To do
A word-for-word copy of the records below is needed, without the images.

Dataset content
----------------

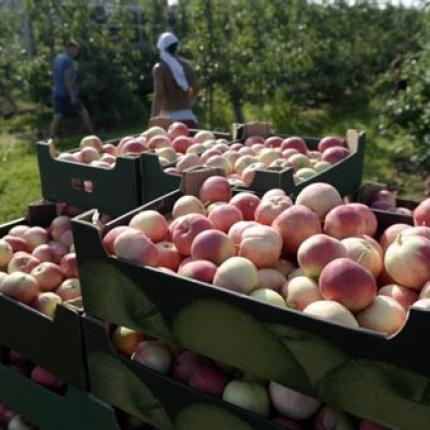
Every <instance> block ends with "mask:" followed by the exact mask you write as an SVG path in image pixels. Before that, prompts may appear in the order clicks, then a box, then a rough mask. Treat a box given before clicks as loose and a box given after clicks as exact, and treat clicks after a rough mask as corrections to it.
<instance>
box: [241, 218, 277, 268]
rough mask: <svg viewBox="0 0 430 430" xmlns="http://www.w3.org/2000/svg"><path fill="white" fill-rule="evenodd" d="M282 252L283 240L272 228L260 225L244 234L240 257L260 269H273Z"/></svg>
mask: <svg viewBox="0 0 430 430" xmlns="http://www.w3.org/2000/svg"><path fill="white" fill-rule="evenodd" d="M281 251H282V238H281V235H280V234H279V232H278V231H276V230H275V229H274V228H272V227H268V226H265V225H259V226H255V227H250V228H247V229H245V230H244V231H243V232H242V240H241V242H240V245H239V256H240V257H245V258H248V259H249V260H251V261H252V262H253V263H254V264H255V265H256V266H257V268H258V269H261V268H264V267H273V266H274V265H275V264H276V262H277V261H278V260H279V257H280V255H281Z"/></svg>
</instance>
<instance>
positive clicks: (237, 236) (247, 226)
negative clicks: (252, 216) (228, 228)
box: [228, 221, 259, 245]
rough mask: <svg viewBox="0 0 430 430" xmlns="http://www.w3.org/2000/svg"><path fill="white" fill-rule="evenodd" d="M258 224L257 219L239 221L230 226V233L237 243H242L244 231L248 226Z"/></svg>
mask: <svg viewBox="0 0 430 430" xmlns="http://www.w3.org/2000/svg"><path fill="white" fill-rule="evenodd" d="M258 225H259V224H258V223H257V222H255V221H239V222H237V223H236V224H233V225H232V226H231V227H230V230H229V231H228V235H229V237H230V239H231V240H232V241H233V243H234V244H235V245H240V242H241V241H242V234H243V232H244V231H245V230H246V229H247V228H250V227H254V226H258Z"/></svg>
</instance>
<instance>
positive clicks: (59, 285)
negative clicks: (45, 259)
mask: <svg viewBox="0 0 430 430" xmlns="http://www.w3.org/2000/svg"><path fill="white" fill-rule="evenodd" d="M31 274H32V275H33V276H34V278H35V279H36V281H37V283H38V285H39V288H40V290H41V291H52V290H55V289H56V288H58V287H59V286H60V285H61V283H62V282H63V280H64V274H63V271H62V270H61V268H60V266H58V265H57V264H55V263H51V262H50V261H45V262H43V263H40V264H39V265H38V266H36V267H35V268H34V269H33V270H32V271H31Z"/></svg>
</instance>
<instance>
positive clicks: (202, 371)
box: [190, 364, 227, 397]
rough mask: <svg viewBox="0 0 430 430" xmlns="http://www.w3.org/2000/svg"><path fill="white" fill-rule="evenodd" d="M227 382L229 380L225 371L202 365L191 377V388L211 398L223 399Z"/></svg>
mask: <svg viewBox="0 0 430 430" xmlns="http://www.w3.org/2000/svg"><path fill="white" fill-rule="evenodd" d="M226 382H227V378H226V375H225V373H224V371H223V370H221V369H220V368H218V367H215V366H212V365H209V364H208V365H206V364H202V365H201V366H199V367H198V368H197V370H196V371H195V372H194V373H193V375H192V376H191V379H190V386H191V387H193V388H195V389H196V390H199V391H202V392H204V393H207V394H210V395H211V396H215V397H221V395H222V393H223V391H224V387H225V385H226Z"/></svg>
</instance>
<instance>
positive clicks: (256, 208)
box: [230, 192, 260, 221]
mask: <svg viewBox="0 0 430 430" xmlns="http://www.w3.org/2000/svg"><path fill="white" fill-rule="evenodd" d="M230 204H232V205H233V206H236V207H237V208H238V209H239V210H240V211H241V212H242V215H243V219H244V220H245V221H253V220H254V216H255V211H256V209H257V207H258V205H259V204H260V198H259V197H257V196H256V195H255V194H252V193H248V192H241V193H237V194H236V195H234V196H233V197H232V198H231V200H230Z"/></svg>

----------------

Reply to the exercise
Every <instance> block ends with "mask:" followed by the exact mask you write as an SVG path in image pixels. Before that, prompts may appear in the order clicks, then a box, then a rough mask. Treat a box given before clicks as loose and a box given after clicks as exact, and treat clicks after a rough mask as corrections to it.
<instance>
box: [241, 218, 277, 268]
rough mask: <svg viewBox="0 0 430 430" xmlns="http://www.w3.org/2000/svg"><path fill="white" fill-rule="evenodd" d="M282 252L283 240L272 228L260 225L244 234L240 257L260 269H273Z"/></svg>
mask: <svg viewBox="0 0 430 430" xmlns="http://www.w3.org/2000/svg"><path fill="white" fill-rule="evenodd" d="M281 251H282V238H281V235H280V234H279V232H278V231H276V230H275V229H274V228H272V227H268V226H265V225H259V226H255V227H250V228H247V229H245V230H244V231H243V232H242V240H241V242H240V245H239V256H240V257H245V258H248V259H249V260H251V261H252V262H253V263H254V264H255V265H256V266H257V268H258V269H261V268H264V267H273V266H274V265H275V264H276V262H277V261H278V260H279V257H280V255H281Z"/></svg>
</instance>
<instance>
positive clicks: (237, 236) (247, 226)
negative clicks: (252, 216) (228, 228)
box: [228, 221, 259, 245]
rough mask: <svg viewBox="0 0 430 430" xmlns="http://www.w3.org/2000/svg"><path fill="white" fill-rule="evenodd" d="M258 224L257 219L239 221L230 226V233L237 243H242L244 231L248 226Z"/></svg>
mask: <svg viewBox="0 0 430 430" xmlns="http://www.w3.org/2000/svg"><path fill="white" fill-rule="evenodd" d="M258 225H259V224H258V223H257V222H255V221H239V222H237V223H236V224H233V225H232V226H231V227H230V230H229V231H228V235H229V237H230V239H231V240H232V241H233V243H234V244H235V245H240V242H241V241H242V234H243V232H244V231H245V230H246V229H247V228H250V227H254V226H258Z"/></svg>
</instance>
<instance>
positive clicks: (59, 285)
negative clicks: (45, 259)
mask: <svg viewBox="0 0 430 430" xmlns="http://www.w3.org/2000/svg"><path fill="white" fill-rule="evenodd" d="M31 274H32V275H33V276H34V278H35V279H36V281H37V283H38V285H39V288H40V290H41V291H52V290H55V289H56V288H58V287H59V286H60V285H61V283H62V282H63V280H64V274H63V271H62V270H61V268H60V266H58V265H57V264H55V263H51V262H50V261H45V262H43V263H40V264H39V265H38V266H36V267H35V268H34V269H33V270H32V271H31Z"/></svg>
</instance>
<instance>
positive clicks: (202, 371)
box: [190, 364, 227, 397]
rough mask: <svg viewBox="0 0 430 430" xmlns="http://www.w3.org/2000/svg"><path fill="white" fill-rule="evenodd" d="M227 382L229 380L225 371L202 365L191 377V388L211 398L223 399Z"/></svg>
mask: <svg viewBox="0 0 430 430" xmlns="http://www.w3.org/2000/svg"><path fill="white" fill-rule="evenodd" d="M226 382H227V378H226V375H225V373H224V371H223V370H221V369H220V368H218V367H215V366H212V365H209V364H208V365H206V364H202V365H201V366H199V367H198V368H197V370H196V371H195V372H194V373H193V375H192V376H191V379H190V386H191V387H193V388H195V389H196V390H199V391H202V392H204V393H207V394H210V395H211V396H215V397H221V395H222V393H223V391H224V387H225V385H226Z"/></svg>
</instance>
<instance>
positive clicks: (256, 208)
box: [230, 192, 260, 221]
mask: <svg viewBox="0 0 430 430" xmlns="http://www.w3.org/2000/svg"><path fill="white" fill-rule="evenodd" d="M230 204H232V205H233V206H236V207H237V208H238V209H239V210H240V211H241V212H242V215H243V219H244V220H245V221H253V220H254V216H255V211H256V209H257V207H258V205H259V204H260V198H259V197H257V196H256V195H255V194H252V193H248V192H241V193H237V194H236V195H234V196H233V197H232V198H231V200H230Z"/></svg>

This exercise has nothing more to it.